** start TEXT SEGMENT **

- Internet freedom: Almost dodged a bullet?
- Pentagon leak reinvigorates RESTRICT Act
- Zach Scheidt: About those bank earnings
- Ethereum’s “Shanghai upgrade”
- A Pentagon contractor underwrites a “killer” opera… A reader calls BS on gold… Policy over personality… And more!
For a few days, it seemed as if freedom had dodged a bullet.
On March 30, we sounded the alarm about the RESTRICT Act of 2023 — described by shrewd observers as “a Patriot Act for the internet.”
Ostensibly, the legislation would give the president the authority to ban the TikTok app. In reality, it grants the executive branch the authority to “enforce any mitigation measure to address any risk” to national security, broadly defined. Indeed the language is so broad that U.S. citizens could be designated as “foreign individuals” who pose a national security threat.
How might that play out? “Use your imagination,” writes J.D. Tuccille at Reason; “government officials implementing the law certainly will.”
The following day, March 31, it looked as if momentum behind the RESTRICT Act had hit a wall.
“Key senators are now suggesting they’re ambivalent about RESTRICT,” said a report from Politico. “A right-wing backlash to the legislation is building.”
Fox News host Jesse Watters gave an especially hard time to Sen. Lindsey Graham (R-South Carolina). “I don’t think I support the RESTRICT Act,” said Graham — even though he was one of over 20 co-sponsors.
The bill’s lead sponsor, Sen. Mark Warner (D-Virginia), “also had to defend the bill,” said Politico, “from accusations that it would undermine free speech and expand government surveillance.”
And then… and then came the leak of top-secret Pentagon documents.
“The Biden administration is looking at expanding how it monitors social media sites and chatrooms,” reported NBC News last week, “after U.S. intelligence agencies failed to spot classified Pentagon documents circulating online for weeks, according to a senior administration official and a congressional official briefed on the matter.”
Specifically, NBC said the White House is looking at “expanding the universe of online sites that intelligence agencies and law enforcement authorities track.”
More to the point, “the Leaker tale will also surely be framed as reason to pass the RESTRICT Act,” writes independent journalist Matt Taibbi at his Racket News site.
Taibbi calls the bill “the wet dream of creepazoid Virginia Sen. Mark Warner, which would give government wide latitude to crack down on ‘communication technology’ creating ‘undue or unacceptable risk’ to national security…
“Watch how this thing will be spun. It’s going to get ugly fast.”

** end TEXT SEGMENT **

(TASKS TO COMPLETE)
(1) Reproduce the RESTRICT Act newsletter text from "- Internet freedom: Almost" to "personality… And more!", changing "Pentagon" to "Defense Department".
(2) Answer these questions from the RESTRICT Act newsletter text:
(a) On what date did the newsletter first sound the alarm about the RESTRICT Act of 2023?
(b) Who is named as the bill's lead sponsor?
(c) Which news outlet reported that the Biden administration is looking at expanding how it monitors social media sites and chatrooms?
(3) Pick up the RESTRICT Act newsletter text after its final sentence and continue it.

** start SUPPLIED RECORDS **

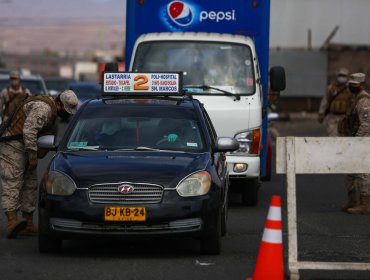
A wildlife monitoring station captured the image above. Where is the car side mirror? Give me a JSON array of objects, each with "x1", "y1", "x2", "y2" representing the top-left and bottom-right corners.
[
  {"x1": 214, "y1": 137, "x2": 239, "y2": 152},
  {"x1": 37, "y1": 135, "x2": 58, "y2": 151}
]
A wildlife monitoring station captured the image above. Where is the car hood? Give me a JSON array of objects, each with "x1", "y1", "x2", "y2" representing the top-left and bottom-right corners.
[{"x1": 50, "y1": 151, "x2": 210, "y2": 188}]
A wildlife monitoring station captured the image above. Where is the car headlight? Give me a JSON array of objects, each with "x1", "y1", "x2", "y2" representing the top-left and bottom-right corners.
[
  {"x1": 233, "y1": 128, "x2": 261, "y2": 155},
  {"x1": 176, "y1": 171, "x2": 211, "y2": 197},
  {"x1": 45, "y1": 171, "x2": 77, "y2": 196}
]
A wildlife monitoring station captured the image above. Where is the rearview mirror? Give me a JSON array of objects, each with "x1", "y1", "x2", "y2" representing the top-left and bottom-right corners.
[
  {"x1": 215, "y1": 137, "x2": 239, "y2": 152},
  {"x1": 37, "y1": 135, "x2": 58, "y2": 151}
]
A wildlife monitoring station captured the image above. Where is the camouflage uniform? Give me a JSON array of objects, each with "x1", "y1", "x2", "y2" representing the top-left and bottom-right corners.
[
  {"x1": 345, "y1": 90, "x2": 370, "y2": 196},
  {"x1": 319, "y1": 82, "x2": 353, "y2": 137},
  {"x1": 0, "y1": 86, "x2": 32, "y2": 121},
  {"x1": 0, "y1": 100, "x2": 55, "y2": 213}
]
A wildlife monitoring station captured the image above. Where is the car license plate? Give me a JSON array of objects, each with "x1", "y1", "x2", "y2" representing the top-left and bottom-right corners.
[{"x1": 104, "y1": 207, "x2": 146, "y2": 221}]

** end SUPPLIED RECORDS **

(RESPONSES)
(1)
- Internet freedom: Almost dodged a bullet?
- Defense Department leak reinvigorates RESTRICT Act
- Zach Scheidt: About those bank earnings
- Ethereum’s “Shanghai upgrade”
- A Defense Department contractor underwrites a “killer” opera… A reader calls BS on gold… Policy over personality… And more!

(2)
(a) March 30.
(b) Sen. Mark Warner (D-Virginia).
(c) NBC News.

(3)
The number of RESTRICT Act sponsors in the Senate is now up to 25 — one out of every four senators — 13 Democrats, 12 Republicans.
That includes Lindsey Graham, who reiterated his support for the bill the day after the Jesse Watters interview. We’ll keep you posted on the state of play.
[Ed. note: Don’t miss colleague Byron King’s take on the leak, posted last Thursday at The Daily Reckoning. Byron is Paradigm’s natural resources authority, but he’s also got serious military chops as a retired U.S. Navy officer.]
The big market story at the start of the week is… gold slipping back below $2,000.
The selling began as soon as trading on the Comex opened at 8:00 a.m. EDT. At last check, the bid is down to $1,987. Silver has likewise cracked below a round number, now $24.92.
Stocks are mostly treading water — the Dow flat at 33,871, the S&P 500 down a quarter percent at 4,128 and the Nasdaq down 0.4% at 12,073.
The S&P remains on the high end of its trading range of the last five months between 3,800–4,200. “We’ve got earnings season started with the bank billions, a lot of money being made,“ says Paradigm trading guru Alan Knuckman. “Let’s see how that translates into market action.” If the S&P can break through 4,200, the next upside target is 4,600. Earnings season resumes in earnest tomorrow.
About those bank earnings: Three of the Big Four commercial banks reported Friday, including the biggest of them all, JPMorgan Chase. “During the first quarter, JPM earned $4.32 per share on revenue of $39.34 billion,” says Paradigm’s retirement specialist Zach Scheidt. “The stock shot sharply higher following the report as investors breathed a sigh of relief.”
In recent weeks, Zach has been telling us the big banks will actually benefit from the crisis in the regional players. ”That’s because businesses and individuals are moving their accounts away from small regional banks and into the safety of top-tier banks like JPM. And that’s exactly what’s happening.”
We have two economic data points today, both with insight into the economy’s performance so far in April…
- New York state manufacturing: After four-straight negative monthly readings, the New York Fed’s Empire State Manufacturing index is back in positive territory at 10.8. This data set is volatile, but it suggests the downturn in the factory sector is at least pausing
- Homebuilder sentiment: Anything below 50 is subpar, and the Housing Market Index from the National Association of Home Builders rings in at 45. Still, that’s the highest in seven months — thanks to falling mortgage rates and lean inventory among the existing housing stock.
Crypto prices are hanging tough: Indeed, Ethereum has survived what more than a few crypto bros thought would be a crushing event.
As you might recall, Ethereum finished its transition last year from a “proof of work” model like Bitcoin to a much less energy-intensive “proof of stake” model.
“Staking relies on deposits by users to operate the blockchain,” explains Paradigm crypto guru James Altucher. “Stakers place deposits as collateral, which they risk losing if they cheat or break the blockchain rules. In exchange, stakers earn a steady stream of interest for their contribution.”
Last week brought the much-touted “Shanghai upgrade” — in which “stakers now have the option of withdrawing their deposits following a predetermined amount of time.”
As you might imagine, there were worries that stakers would try to withdraw their Ethereum and exchange it for either fiat money or other cryptocurrencies.
Instead, Ethereum plowed through $2,000 for the first time since August. This morning it’s at $2,083. (Bitcoin is at $29,459.)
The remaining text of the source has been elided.